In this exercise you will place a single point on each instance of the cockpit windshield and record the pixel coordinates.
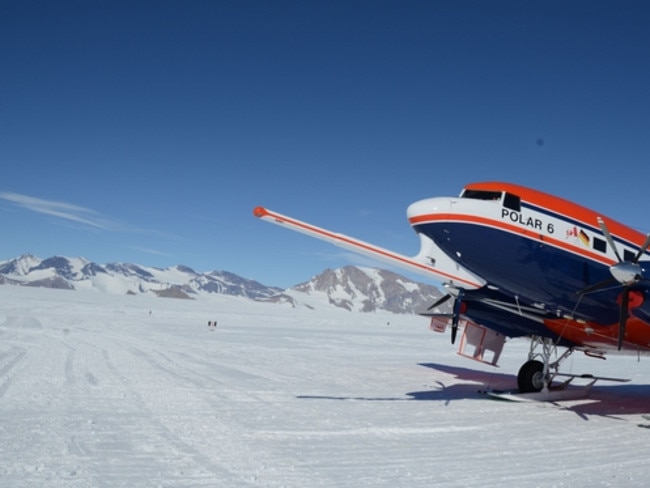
(508, 200)
(481, 194)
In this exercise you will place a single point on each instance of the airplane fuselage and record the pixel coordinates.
(537, 249)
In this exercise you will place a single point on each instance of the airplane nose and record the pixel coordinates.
(418, 211)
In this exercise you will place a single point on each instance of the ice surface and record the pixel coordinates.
(101, 390)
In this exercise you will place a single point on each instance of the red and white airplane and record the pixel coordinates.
(522, 263)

# # # # # # #

Exercise:
Your task is to reproduce exactly the lines that begin with the one containing "surface and record the pixel coordinates." and continue to the end of the data, both ends included.

Output for this exercise:
In this exercise you will place a single point on each instance of the ice surface and record the pixel coordinates.
(101, 390)
In this exercise you will place a single point on each instance of the red and white airplane and record the pixel coordinates.
(522, 263)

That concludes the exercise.